_Passage to read_.
Borough President Marty Markowitz, along with parents, educators, and environmental and health experts, visited P.S. 274 in Bushwick today to ask why New York State fails to monitor ozone levels in Brooklyn and demand that ozone monitoring begin immediately. Ozone is a dangerous and potentially deadly pollutant, especially to those suffering from asthma. Due to ozone and other pollutants, Brooklyn neighborhoods, such as Bushwick and Williamsburg, suffer from asthma hospitalization rates three times greater than New York City as a whole, yet Albany sees fit to make Brooklynites rely on ozone readings taken in Staten Island or Queens. There are five ozone monitors in New York City, but none in Brooklyn since 1996. Borough President Markowitz has sent a letter to Governor Pataki asking that this inequity be immediately rectified.

_Activity 1_. In the passage on Brooklyn ozone monitoring, switch "asthma" to "bronchitis" and write out the text from "Borough President Marty" to "be immediately rectified.".
_Activity 2_. According to the passage on Brooklyn ozone monitoring, since what year has Brooklyn been without an ozone monitor?
_Activity 3_. Carry the passage on Brooklyn ozone monitoring forward from its last sentence.

Saved entries:
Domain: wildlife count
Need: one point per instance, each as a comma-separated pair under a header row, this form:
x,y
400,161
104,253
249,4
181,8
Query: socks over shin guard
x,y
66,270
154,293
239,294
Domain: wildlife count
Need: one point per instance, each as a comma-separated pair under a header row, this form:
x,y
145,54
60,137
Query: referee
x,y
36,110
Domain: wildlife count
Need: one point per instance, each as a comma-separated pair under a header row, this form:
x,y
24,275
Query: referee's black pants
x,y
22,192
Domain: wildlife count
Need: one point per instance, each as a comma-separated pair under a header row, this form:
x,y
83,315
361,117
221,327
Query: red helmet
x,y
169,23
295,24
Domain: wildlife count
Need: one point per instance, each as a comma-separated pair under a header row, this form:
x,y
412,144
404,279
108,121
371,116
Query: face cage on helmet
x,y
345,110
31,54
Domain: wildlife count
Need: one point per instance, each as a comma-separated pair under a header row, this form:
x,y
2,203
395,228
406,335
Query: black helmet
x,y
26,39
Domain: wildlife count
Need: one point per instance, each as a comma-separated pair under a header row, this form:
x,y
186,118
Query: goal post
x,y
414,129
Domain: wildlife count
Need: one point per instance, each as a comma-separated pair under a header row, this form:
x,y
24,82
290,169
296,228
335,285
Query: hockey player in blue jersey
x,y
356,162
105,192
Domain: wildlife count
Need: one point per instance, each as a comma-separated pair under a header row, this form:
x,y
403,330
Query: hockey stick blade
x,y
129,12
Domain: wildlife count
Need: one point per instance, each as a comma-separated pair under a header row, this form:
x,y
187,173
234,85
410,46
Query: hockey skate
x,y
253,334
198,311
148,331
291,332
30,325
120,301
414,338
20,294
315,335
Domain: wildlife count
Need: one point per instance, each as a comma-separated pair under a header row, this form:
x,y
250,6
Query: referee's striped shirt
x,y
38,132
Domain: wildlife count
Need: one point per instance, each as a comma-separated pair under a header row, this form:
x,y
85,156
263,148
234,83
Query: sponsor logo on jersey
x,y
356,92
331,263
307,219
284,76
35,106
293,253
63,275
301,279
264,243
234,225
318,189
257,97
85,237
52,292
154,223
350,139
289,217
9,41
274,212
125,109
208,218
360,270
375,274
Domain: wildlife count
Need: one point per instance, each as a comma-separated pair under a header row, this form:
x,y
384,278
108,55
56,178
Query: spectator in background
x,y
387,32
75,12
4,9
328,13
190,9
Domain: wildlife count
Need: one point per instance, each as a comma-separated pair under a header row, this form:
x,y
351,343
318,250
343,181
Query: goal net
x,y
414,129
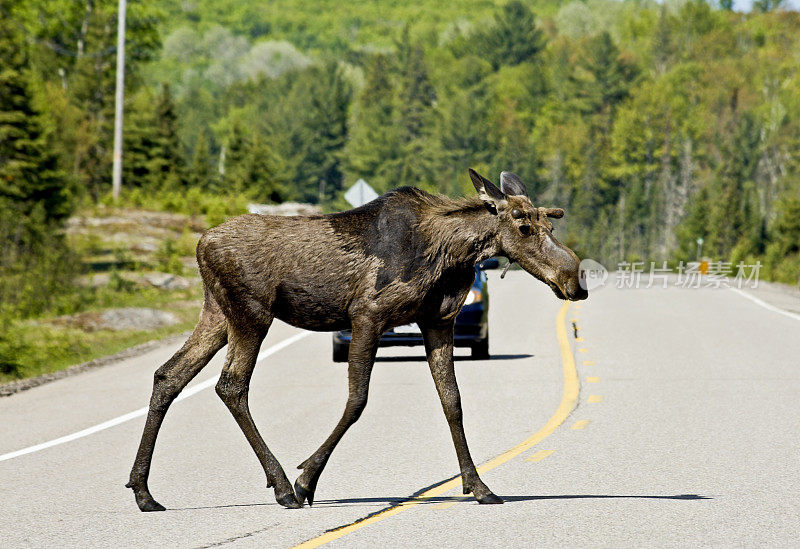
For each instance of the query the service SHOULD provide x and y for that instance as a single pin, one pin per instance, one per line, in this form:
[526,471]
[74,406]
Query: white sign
[360,193]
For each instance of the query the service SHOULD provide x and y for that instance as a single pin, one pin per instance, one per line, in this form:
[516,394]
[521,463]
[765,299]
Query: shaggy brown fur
[405,257]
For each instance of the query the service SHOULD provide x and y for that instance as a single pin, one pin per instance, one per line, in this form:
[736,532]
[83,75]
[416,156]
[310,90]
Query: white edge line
[143,411]
[766,305]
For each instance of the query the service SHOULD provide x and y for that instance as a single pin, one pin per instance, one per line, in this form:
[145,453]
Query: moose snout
[572,279]
[575,286]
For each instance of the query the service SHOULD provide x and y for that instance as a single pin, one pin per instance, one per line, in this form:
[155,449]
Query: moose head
[526,235]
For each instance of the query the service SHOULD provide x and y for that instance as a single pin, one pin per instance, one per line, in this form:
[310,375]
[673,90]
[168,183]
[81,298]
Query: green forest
[652,124]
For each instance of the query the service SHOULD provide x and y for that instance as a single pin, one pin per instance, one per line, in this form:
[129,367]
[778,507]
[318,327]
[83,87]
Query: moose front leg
[439,349]
[363,346]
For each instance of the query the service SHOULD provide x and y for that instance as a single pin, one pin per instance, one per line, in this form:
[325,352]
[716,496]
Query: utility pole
[120,97]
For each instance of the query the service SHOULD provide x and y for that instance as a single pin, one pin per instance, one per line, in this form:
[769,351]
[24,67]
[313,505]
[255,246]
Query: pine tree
[166,165]
[29,174]
[201,172]
[375,140]
[513,39]
[319,102]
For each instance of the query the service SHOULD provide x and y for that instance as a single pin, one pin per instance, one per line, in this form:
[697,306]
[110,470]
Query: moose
[407,256]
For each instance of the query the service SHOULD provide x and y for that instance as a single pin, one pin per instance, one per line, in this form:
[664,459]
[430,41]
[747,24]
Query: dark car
[472,324]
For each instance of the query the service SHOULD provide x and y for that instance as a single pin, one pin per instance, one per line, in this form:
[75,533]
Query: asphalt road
[684,431]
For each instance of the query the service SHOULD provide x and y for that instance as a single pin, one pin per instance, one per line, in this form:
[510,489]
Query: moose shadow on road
[422,358]
[394,501]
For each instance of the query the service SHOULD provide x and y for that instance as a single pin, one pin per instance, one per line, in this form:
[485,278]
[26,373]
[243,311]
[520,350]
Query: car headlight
[474,296]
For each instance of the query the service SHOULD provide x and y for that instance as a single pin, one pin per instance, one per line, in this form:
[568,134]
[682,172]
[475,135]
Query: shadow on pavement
[392,501]
[455,358]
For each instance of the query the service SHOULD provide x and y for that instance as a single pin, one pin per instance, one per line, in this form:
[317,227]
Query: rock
[127,318]
[167,281]
[136,318]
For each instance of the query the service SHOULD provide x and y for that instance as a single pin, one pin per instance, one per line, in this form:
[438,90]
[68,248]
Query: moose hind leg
[208,337]
[233,388]
[439,348]
[363,346]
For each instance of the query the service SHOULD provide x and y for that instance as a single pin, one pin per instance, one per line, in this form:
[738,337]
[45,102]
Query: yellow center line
[539,456]
[569,400]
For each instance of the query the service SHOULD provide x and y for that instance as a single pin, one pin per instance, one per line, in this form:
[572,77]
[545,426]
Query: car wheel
[480,351]
[340,351]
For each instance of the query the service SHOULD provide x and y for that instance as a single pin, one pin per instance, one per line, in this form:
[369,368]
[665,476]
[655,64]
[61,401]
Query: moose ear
[512,185]
[556,213]
[488,191]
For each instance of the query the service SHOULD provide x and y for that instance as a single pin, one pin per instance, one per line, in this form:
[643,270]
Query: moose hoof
[144,500]
[304,494]
[288,501]
[150,505]
[489,499]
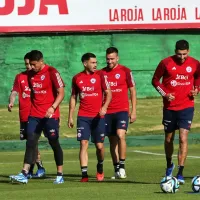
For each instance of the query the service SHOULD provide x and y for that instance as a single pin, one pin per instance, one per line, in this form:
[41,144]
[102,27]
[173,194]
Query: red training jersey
[178,79]
[21,86]
[44,85]
[120,79]
[90,89]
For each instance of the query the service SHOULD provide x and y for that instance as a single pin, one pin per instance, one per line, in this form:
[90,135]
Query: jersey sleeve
[104,82]
[129,78]
[74,88]
[16,86]
[197,76]
[160,70]
[56,79]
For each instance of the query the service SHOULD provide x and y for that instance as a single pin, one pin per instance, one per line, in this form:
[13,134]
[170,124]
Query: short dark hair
[27,55]
[35,55]
[111,50]
[87,56]
[182,45]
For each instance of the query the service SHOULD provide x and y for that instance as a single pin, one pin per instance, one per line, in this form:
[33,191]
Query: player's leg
[184,122]
[110,123]
[98,136]
[83,135]
[52,131]
[33,134]
[122,125]
[170,125]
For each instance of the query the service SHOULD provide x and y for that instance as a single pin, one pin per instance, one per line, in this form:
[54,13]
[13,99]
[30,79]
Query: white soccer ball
[169,184]
[196,183]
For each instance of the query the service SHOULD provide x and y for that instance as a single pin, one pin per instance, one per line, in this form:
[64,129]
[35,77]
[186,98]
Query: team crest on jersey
[117,76]
[93,80]
[42,77]
[188,69]
[173,83]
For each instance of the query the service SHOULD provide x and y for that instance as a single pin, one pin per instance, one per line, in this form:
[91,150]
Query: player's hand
[70,123]
[49,113]
[10,105]
[132,117]
[194,92]
[170,96]
[103,111]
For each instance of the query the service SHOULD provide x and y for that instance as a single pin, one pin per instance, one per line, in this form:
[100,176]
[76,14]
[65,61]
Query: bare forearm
[12,97]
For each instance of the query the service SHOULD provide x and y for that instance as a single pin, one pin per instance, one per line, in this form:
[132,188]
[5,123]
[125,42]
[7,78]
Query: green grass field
[145,165]
[144,173]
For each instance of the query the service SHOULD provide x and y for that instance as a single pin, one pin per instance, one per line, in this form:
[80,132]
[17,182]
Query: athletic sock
[31,168]
[169,162]
[39,164]
[116,167]
[180,170]
[84,171]
[100,166]
[122,163]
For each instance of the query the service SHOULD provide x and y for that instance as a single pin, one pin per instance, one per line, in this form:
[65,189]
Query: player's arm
[108,94]
[13,94]
[12,98]
[72,103]
[160,70]
[133,97]
[57,83]
[196,88]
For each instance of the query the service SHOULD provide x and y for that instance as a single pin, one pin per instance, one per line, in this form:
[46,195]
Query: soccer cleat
[170,170]
[84,179]
[30,175]
[40,173]
[20,178]
[100,177]
[59,180]
[180,179]
[122,173]
[116,175]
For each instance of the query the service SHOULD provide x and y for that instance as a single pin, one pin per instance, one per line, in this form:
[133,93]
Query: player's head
[26,62]
[112,57]
[182,50]
[89,61]
[36,60]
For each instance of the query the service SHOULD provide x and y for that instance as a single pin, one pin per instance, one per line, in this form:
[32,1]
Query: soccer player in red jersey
[91,86]
[121,81]
[21,88]
[47,92]
[180,75]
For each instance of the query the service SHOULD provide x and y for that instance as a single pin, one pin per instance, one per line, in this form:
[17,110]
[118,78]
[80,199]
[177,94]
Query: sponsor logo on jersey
[181,77]
[117,76]
[189,69]
[173,68]
[93,80]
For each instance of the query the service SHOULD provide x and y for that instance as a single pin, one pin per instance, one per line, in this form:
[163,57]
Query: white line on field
[159,154]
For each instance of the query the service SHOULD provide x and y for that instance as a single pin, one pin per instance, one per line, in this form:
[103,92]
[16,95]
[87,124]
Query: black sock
[84,172]
[169,162]
[122,163]
[39,164]
[59,174]
[31,168]
[100,166]
[116,167]
[180,170]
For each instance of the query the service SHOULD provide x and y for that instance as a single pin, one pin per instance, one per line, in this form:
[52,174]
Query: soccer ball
[169,184]
[196,183]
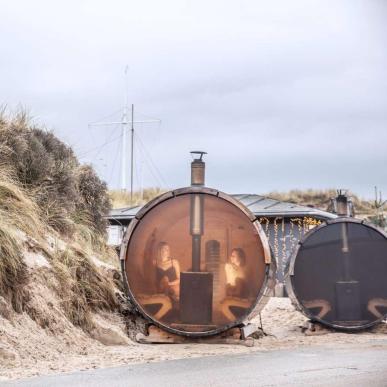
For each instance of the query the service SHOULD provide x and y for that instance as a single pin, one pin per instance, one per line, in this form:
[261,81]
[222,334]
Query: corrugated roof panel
[259,205]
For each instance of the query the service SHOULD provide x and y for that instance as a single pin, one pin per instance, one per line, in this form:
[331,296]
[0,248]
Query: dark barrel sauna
[196,262]
[337,274]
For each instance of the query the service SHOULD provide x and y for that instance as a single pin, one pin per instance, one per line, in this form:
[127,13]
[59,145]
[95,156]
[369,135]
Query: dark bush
[66,192]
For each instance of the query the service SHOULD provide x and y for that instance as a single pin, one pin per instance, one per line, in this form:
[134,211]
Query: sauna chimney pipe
[196,223]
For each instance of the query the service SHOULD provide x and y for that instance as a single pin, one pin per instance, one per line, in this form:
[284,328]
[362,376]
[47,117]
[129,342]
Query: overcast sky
[281,94]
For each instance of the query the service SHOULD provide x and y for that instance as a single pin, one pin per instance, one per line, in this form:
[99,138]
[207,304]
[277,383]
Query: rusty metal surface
[269,278]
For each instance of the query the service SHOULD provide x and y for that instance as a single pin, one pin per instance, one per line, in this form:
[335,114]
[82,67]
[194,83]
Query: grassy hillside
[52,208]
[120,199]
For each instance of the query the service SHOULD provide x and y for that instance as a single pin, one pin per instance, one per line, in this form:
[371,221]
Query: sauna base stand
[313,328]
[244,335]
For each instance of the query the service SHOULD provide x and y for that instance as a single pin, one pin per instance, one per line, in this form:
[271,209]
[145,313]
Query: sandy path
[280,321]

_Answer section 1_.
Borough President Marty Markowitz, along with parents, educators, and environmental and health experts, visited P.S. 274 in Bushwick today to ask why New York State fails to monitor ozone levels in Brooklyn and demand that ozone monitoring begin immediately. Ozone is a dangerous and potentially deadly pollutant, especially to those suffering from bronchitis. Due to ozone and other pollutants, Brooklyn neighborhoods, such as Bushwick and Williamsburg, suffer from bronchitis hospitalization rates three times greater than New York City as a whole, yet Albany sees fit to make Brooklynites rely on ozone readings taken in Staten Island or Queens. There are five ozone monitors in New York City, but none in Brooklyn since 1996. Borough President Markowitz has sent a letter to Governor Pataki asking that this inequity be immediately rectified.

_Answer section 2_. 1996

_Answer section 3_.
“This is an outrage because Bushwick, and other communities in Brooklyn, suffer from some of the highest asthma rates in the city. With fragile lungs and dirty air in Brooklyn, why doesn’t anybody in Albany care? Governor Pataki and the State Department of Environmental Conservation should act immediately to ensure that Brooklynites can know when ozone levels are at their worst,” Borough President Markowitz said. “We have a responsibility to do everything we can to protect our children and all Brooklynites. I will do everything I can to get Brooklyn’s ozone levels monitored and to ensure that the New York City Department of Health gets this vital information out to those Brooklynites most at risk. No one should ever die from an asthma attack that could have been prevented.”
Health professionals know that ozone inflames peoples’ air ways, which can cause and worsen asthma attacks. Ozone levels depend on weather conditions, industrial emissions and fuel combustion. Even though the city-wide levels of some pollutants have decreased in recent years, the health situation in Northern Brooklyn has gotten worse because the level of ozone and other airborne pollutants has risen. Some suggest that this is due to the amount of fuel burning industry and the large number of commercial garbage trucks that travel daily to waste transfer stations in North Brooklyn.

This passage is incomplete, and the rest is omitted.